▶ _DATA TO PROCESS_:
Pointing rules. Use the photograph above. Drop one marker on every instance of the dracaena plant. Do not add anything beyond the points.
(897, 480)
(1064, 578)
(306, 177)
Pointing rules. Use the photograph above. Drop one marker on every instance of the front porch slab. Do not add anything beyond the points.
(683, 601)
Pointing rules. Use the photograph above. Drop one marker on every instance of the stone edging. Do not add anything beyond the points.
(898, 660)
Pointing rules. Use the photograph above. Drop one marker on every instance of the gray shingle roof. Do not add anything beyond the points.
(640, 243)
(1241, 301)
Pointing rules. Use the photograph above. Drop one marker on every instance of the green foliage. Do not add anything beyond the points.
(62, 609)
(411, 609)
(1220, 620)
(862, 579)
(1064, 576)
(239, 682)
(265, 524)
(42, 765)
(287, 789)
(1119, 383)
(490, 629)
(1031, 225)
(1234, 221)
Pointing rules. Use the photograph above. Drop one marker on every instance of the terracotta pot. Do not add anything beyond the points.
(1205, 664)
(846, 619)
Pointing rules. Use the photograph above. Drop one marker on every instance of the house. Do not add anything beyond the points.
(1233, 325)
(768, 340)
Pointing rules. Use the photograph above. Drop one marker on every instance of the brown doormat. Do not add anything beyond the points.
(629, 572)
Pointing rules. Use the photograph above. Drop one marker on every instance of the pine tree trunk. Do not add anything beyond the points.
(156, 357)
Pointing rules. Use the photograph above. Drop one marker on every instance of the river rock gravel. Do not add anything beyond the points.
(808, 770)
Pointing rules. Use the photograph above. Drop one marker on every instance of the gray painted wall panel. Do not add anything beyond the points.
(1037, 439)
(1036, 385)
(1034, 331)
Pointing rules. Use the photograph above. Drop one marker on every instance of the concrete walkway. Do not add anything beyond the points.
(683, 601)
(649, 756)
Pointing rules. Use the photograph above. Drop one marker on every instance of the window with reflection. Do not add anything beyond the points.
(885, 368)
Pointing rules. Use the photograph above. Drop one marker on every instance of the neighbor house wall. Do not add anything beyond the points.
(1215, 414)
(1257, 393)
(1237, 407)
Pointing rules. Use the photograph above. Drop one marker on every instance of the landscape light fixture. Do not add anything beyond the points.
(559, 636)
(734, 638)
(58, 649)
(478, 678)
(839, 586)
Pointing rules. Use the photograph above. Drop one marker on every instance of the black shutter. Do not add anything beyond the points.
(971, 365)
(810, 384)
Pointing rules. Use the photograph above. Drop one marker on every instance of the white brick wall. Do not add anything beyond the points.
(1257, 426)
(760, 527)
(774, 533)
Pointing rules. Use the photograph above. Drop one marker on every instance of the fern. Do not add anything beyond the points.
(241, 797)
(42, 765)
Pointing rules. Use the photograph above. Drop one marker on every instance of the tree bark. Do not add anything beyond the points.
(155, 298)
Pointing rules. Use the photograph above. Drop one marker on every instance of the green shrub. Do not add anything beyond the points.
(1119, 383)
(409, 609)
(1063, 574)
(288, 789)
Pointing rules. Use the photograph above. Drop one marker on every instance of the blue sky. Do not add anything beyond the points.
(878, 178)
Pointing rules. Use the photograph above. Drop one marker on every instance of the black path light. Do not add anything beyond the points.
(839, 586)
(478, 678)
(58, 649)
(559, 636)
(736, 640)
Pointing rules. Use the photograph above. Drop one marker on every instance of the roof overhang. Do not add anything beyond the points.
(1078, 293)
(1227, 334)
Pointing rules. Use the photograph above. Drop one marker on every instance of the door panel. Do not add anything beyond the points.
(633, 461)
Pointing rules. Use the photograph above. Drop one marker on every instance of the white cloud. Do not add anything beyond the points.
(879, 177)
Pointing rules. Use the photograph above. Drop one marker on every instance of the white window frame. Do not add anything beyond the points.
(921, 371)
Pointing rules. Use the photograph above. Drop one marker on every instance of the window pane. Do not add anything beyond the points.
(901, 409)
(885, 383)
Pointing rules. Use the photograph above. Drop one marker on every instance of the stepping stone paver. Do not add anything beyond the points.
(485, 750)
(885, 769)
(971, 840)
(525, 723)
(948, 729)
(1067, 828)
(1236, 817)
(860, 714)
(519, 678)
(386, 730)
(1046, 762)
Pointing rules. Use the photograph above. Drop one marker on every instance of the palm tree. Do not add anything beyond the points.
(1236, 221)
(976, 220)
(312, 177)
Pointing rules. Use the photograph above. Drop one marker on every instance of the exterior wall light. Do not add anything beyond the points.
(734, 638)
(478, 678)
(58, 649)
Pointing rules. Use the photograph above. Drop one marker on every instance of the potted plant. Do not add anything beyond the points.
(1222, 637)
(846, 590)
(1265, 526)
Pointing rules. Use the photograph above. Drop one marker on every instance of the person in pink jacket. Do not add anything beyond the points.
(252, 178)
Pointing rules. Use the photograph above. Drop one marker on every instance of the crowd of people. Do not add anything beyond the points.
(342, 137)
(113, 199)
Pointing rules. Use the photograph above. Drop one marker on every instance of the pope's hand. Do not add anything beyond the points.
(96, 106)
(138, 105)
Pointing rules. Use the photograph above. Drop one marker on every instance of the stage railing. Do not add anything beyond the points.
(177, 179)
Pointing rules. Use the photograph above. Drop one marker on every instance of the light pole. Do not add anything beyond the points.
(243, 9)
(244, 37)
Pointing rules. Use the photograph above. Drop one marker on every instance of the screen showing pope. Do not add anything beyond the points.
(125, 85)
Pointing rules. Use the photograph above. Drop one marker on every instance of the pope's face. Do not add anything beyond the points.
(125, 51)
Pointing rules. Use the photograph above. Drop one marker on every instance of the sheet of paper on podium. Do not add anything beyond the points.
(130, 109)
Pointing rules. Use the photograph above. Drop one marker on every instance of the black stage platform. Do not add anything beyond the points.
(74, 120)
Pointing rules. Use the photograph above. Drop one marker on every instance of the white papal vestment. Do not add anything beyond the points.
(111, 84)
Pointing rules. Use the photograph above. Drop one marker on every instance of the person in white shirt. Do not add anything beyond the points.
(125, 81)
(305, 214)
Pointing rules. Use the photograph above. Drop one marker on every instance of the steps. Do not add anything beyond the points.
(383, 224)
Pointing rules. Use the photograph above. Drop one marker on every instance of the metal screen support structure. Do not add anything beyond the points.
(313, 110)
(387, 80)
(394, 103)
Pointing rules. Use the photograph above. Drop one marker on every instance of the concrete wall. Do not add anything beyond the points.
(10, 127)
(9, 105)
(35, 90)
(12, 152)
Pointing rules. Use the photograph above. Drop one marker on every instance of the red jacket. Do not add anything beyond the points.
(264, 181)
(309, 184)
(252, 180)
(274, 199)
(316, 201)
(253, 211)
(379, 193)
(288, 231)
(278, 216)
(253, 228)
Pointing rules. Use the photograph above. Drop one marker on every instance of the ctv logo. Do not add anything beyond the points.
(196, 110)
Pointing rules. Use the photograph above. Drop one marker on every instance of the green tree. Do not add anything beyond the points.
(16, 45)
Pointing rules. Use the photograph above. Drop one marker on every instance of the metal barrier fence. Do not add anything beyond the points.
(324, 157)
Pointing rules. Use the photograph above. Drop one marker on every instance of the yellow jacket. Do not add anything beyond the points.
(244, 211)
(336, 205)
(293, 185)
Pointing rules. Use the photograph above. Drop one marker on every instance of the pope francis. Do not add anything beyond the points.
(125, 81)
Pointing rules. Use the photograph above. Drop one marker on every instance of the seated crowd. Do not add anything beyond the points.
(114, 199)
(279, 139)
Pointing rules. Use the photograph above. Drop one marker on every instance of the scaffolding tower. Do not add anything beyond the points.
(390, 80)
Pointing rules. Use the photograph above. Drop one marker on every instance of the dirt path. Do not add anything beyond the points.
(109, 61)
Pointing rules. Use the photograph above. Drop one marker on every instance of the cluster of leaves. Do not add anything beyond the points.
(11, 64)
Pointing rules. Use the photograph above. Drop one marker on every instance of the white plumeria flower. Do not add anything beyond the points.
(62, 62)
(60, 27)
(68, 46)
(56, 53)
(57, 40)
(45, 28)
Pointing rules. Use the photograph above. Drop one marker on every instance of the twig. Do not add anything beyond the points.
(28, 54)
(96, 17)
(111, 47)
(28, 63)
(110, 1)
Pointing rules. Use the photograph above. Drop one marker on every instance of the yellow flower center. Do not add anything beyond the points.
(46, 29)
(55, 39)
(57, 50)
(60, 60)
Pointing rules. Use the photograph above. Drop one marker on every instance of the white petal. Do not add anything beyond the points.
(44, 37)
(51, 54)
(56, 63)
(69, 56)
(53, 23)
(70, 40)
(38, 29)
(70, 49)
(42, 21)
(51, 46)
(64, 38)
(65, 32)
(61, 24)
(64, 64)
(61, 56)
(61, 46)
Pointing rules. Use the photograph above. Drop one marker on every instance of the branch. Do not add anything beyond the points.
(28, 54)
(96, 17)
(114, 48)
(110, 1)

▶ _DIRECTIONS_:
Reproduce the listing from the "branch. Do not add anything beyond the points." line onward, verbatim.

▶ _YOUR SOLUTION_:
Pointing rules. Use the photograph above. Drop one marker on every instance of the branch. Do not add anything beyond the points.
(28, 54)
(96, 17)
(114, 48)
(110, 1)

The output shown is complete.